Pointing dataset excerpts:
::::::

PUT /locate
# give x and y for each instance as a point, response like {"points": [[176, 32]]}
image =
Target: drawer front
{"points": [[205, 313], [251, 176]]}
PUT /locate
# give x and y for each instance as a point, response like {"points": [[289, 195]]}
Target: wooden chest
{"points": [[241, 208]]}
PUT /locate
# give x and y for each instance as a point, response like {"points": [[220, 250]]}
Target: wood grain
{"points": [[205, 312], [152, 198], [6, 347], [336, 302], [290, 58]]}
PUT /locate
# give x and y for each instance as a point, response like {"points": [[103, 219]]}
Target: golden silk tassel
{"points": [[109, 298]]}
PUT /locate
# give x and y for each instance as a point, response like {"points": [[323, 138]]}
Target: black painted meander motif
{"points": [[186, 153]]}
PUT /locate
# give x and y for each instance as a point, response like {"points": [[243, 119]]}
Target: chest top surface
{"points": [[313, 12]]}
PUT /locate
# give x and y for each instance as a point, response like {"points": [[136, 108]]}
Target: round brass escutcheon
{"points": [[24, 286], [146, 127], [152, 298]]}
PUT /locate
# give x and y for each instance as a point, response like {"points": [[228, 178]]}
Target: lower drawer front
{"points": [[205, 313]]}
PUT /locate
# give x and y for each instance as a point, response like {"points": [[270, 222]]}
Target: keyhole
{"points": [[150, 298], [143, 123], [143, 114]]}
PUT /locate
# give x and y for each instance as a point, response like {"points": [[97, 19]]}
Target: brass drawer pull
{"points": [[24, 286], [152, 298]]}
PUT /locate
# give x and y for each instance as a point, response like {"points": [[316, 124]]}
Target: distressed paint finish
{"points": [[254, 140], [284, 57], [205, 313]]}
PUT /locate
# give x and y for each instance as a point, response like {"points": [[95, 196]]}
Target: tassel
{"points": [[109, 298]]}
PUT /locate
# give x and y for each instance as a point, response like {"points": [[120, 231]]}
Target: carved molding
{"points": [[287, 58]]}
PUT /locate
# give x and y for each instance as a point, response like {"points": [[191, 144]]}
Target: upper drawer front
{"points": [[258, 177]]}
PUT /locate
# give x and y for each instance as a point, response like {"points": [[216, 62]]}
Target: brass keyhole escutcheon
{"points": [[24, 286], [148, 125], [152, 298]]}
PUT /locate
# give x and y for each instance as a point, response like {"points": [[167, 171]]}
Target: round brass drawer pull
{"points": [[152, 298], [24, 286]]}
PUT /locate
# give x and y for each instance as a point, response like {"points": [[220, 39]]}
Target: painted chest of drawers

::::::

* **Problem to solve**
Extract every line in the material above that contains the word "brass".

* **Output below**
Target: round brass escutcheon
Target: brass drawer pull
Target: brass keyhole escutcheon
Target: round brass drawer pull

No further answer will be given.